**ARTICLE:**
============================================================
UConn was first college in New England with five African-American starters; one of Dee Rowe’s coaching legacies

UConn coach Dee Rowe, pictured here with Waterbury’s Tony Hanson, will be remembered for his inclusive spirit when it came to race, and his Huskies fielded the first all-black team in New England.

By Joel Alderman

While researching former University of Connecticut basketball coach Dee Rowe after his passing earlier this year, this writer came across a little-known part of his life. In January of 2016, Karl Lindholm stated in the Addison County Independent, a Rutland VT weekly, that Rowe was the first coach in New England to have an African-American starting five. The comment was reprinted in that paper on Jan. 21, 2021.

He and Rowe were close friends, and Lindholm said Dee had told him that he wished his legacy to be that he helped people not to see color anymore.

Lindholm is a retired professor at Middlebury College and played basketball there when a student. Middlebury is also Rowe’s alma mater and where he coached early in his career and continued to teach a course even while at UConn.
============================================================
Dataset entries
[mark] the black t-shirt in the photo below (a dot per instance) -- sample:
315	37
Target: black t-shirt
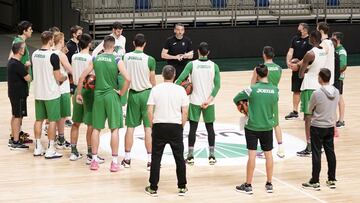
73	49
300	46
17	85
178	46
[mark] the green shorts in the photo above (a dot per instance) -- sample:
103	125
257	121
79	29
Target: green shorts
107	106
136	110
83	112
121	82
47	109
208	113
305	100
65	105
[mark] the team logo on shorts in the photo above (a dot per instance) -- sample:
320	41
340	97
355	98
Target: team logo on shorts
230	145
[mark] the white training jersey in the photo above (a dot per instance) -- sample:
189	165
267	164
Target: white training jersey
65	86
330	57
138	67
45	85
310	81
202	78
119	50
79	62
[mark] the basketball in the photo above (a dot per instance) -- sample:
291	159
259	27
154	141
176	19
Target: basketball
============================================================
**PROBLEMS TO SOLVE:**
1. Answer these questions about the article on Dee Rowe:
(a) Who wrote the article?
(b) In which weekly paper did Karl Lindholm state that Rowe was the first coach in New England to have an African-American starting five?
(c) At which college is Lindholm a retired professor?
2. Output everything in the rows from the line containing "[mark] the basketball" down to the last line of the rows as a Markdown table. Use the columns Line and Text, number each line, and omit blank lines.

**SOLUTIONS BY TASK:**
1.
(a) Joel Alderman
(b) The Addison County Independent
(c) Middlebury College

2.
| Line | Text |
|---|---|
| 1 | [mark] the basketball in the photo above (a dot per instance) -- sample: |
| 2 | 291	159 |
| 3 | 259	27 |
| 4 | 154	141 |
| 5 | 176	19 |
| 6 | Target: basketball |